_REQUIREMENT_:
Answer these questions from the court opinion below, keeping the numbers:
1. How many bales of pony skins made up the cargo?
2. Which company operated the S.S. Ironclad under a general agency agreement?
3. On what date were the skins received on board the S.S. Emerson?

--- PASSAGE TO READ ---

UNITED STATES DISTRICT COURT, SOUTHERN DISTRICT OF NEW YORK


February 2, 1948

ANGLO-AMERICAN FUR MERCHANT CORPORATION
v.
UNITED STATES et al.

The opinion of the court was delivered by: RYAN

Libelant seeks to recover for damage to a cargo of 47 bales of pony skins shipped from Archangel, Russia, to New York.

On or about August 6, 1942, the cargo was laden aboard the S.S. Ironclad, owned by respondent, United States of America and operated under a general agency agreement by respondent, Waterman Steamship Agency, Ltd. A bill of lading was issued reciting that the goods were received aboard in apparent good order and condition. The shipment was consigned to Amtorg Trading Corporation of New York; libelant prior to delivery in New York became the owner of it.

The S.S. Ironclad put out to sea, encountered difficulties resulting in its stranding and put into the port of Moltovsk, Russia. Upon entering this port, the ship settled on the bottom of the harbor and was down by the stern.

 Commander J. H. Harshaw was the Assistant Naval Attache and U.S. War Shipping representative and was concerned with vessels of United States Registry in the vicinity of Archangel, including Molotovsk. His deposition discloses that he went aboard the S.S. Ironclad on several occasions while that vessel lay in the harbor of Molotovsk and that he found the shipment of skins, here involved, in good condition. His last inspection was at least a week before the goods were taken from the vessel.

 There is some proof that it was decided that the cargo aboard was to be removed and the ship sold to the Russian government.

 Commander Harshaw designated the S.S. Ralph Waldo Emerson, owned by respondent, United States of Maerica, and operated under a general agency agreement by the respondent, American President Lines, Ltd., as the vessel to carry the shipment to the United States.

 The skins were received on board the S.S. Emerson on February 3, 1943 and the bill of lading, a copy of which is annexed to the answer, bears the notation 'some of these packages in wet condition when shipped.' This bill of lading was not introduced in evidence.

--- RECORDS SHOWN ---

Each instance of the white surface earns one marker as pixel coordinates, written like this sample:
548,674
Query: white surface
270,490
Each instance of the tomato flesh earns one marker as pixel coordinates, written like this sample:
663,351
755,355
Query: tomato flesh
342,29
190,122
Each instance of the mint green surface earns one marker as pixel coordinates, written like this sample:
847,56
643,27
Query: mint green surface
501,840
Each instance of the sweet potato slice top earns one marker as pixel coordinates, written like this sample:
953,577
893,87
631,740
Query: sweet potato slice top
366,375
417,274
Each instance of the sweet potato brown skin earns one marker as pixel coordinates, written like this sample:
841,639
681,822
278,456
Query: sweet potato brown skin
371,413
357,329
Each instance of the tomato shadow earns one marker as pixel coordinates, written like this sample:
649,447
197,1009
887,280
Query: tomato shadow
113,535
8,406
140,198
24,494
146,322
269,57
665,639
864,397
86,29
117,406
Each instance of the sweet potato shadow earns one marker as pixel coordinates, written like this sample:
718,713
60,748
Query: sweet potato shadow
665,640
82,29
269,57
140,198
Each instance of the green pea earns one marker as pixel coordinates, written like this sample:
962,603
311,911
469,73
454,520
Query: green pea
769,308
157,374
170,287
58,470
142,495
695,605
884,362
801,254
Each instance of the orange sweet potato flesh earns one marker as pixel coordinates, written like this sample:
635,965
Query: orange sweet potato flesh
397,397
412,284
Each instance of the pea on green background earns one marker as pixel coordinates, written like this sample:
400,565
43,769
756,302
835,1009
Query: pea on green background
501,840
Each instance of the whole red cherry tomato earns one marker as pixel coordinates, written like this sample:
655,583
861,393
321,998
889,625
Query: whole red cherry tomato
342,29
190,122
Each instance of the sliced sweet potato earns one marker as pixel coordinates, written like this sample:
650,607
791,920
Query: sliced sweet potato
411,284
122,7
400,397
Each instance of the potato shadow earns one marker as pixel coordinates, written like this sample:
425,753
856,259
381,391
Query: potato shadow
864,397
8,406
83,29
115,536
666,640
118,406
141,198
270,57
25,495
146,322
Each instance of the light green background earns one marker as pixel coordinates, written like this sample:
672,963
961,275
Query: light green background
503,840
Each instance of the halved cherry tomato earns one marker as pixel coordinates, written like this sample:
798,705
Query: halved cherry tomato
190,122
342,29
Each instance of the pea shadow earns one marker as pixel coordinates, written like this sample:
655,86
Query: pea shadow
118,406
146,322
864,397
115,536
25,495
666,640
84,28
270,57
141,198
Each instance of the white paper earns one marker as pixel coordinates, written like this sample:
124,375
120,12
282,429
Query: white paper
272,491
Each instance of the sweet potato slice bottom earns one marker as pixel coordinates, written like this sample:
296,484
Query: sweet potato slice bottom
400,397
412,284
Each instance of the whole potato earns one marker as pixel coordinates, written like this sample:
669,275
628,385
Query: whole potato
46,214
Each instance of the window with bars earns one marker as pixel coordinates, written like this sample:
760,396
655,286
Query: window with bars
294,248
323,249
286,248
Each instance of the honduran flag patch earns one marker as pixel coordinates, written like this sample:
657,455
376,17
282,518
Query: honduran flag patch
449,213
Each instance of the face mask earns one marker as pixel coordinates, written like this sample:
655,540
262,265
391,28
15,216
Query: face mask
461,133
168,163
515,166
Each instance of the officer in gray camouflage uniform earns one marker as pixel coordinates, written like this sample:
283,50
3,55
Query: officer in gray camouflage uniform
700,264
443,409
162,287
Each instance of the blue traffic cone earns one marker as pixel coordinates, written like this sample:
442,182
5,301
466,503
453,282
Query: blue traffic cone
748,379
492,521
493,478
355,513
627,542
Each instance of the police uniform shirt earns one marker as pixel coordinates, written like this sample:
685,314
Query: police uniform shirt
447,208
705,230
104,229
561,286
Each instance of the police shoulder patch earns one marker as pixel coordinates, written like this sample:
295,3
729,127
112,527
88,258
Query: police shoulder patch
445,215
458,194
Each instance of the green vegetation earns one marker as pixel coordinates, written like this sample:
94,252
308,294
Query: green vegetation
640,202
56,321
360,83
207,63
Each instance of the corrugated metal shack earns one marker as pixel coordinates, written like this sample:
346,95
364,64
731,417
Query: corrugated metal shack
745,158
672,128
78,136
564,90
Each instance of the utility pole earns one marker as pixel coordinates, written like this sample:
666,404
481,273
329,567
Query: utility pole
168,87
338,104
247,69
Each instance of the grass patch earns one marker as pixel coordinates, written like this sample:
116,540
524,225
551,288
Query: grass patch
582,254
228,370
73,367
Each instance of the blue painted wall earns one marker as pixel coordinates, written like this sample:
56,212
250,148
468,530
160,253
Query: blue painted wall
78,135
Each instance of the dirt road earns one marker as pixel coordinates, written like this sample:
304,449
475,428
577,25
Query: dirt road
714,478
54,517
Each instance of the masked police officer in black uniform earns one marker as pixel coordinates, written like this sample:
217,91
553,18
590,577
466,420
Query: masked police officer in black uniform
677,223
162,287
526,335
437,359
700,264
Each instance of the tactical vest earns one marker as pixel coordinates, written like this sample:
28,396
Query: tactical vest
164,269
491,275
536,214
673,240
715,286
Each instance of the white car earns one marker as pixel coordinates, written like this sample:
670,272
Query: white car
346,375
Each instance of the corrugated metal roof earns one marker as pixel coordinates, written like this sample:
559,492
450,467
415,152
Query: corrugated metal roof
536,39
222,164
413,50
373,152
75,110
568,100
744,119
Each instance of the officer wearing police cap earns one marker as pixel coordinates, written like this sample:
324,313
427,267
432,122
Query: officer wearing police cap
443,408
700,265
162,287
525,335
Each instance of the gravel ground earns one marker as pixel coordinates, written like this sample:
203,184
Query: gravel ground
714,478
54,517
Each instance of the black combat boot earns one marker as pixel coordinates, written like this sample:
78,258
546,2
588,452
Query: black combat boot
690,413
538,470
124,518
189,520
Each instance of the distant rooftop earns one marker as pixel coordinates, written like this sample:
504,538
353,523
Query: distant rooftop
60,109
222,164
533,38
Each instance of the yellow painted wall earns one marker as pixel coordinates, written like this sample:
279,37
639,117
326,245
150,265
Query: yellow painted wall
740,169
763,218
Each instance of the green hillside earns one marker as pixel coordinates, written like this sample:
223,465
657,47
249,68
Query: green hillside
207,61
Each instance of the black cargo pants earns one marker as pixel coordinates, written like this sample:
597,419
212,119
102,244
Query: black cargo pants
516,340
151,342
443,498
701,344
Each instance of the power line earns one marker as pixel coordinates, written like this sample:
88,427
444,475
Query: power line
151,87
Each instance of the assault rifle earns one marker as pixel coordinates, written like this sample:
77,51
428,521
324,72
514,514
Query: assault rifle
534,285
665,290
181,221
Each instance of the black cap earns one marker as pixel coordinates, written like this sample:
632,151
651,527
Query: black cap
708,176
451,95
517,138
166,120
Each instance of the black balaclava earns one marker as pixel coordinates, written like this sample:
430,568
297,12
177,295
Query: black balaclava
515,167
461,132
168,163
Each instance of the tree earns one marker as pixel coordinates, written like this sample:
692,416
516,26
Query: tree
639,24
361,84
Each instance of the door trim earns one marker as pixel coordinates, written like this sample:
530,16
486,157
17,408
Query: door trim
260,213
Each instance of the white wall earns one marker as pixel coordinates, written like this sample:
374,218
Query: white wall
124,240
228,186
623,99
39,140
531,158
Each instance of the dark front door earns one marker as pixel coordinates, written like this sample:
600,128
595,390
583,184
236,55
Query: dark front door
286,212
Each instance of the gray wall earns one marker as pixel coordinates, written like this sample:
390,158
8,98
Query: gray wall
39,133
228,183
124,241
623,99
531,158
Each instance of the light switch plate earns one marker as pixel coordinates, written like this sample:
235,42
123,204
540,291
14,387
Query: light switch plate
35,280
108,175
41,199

---

_ANSWER FOR THE TASK_:
1. 47 bales
2. Waterman Steamship Agency, Ltd.
3. February 3, 1943